━━ DATA EXCERPTS ━━

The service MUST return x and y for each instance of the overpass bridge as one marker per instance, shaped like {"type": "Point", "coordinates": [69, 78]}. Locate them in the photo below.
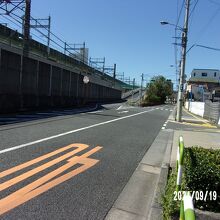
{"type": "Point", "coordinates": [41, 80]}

━━━
━━ DATA EXCERPTS ━━

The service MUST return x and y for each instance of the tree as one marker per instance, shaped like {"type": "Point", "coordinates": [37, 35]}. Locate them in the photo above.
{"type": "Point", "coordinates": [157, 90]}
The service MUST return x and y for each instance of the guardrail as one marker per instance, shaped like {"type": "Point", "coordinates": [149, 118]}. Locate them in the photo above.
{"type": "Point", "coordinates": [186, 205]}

━━━

▶ _PROBLEM DESCRIPTION_: State how many lines in the preceding records contain the string "above", treating case as significant. Give only the number.

▶ _EXERCISE RESPONSE_: 2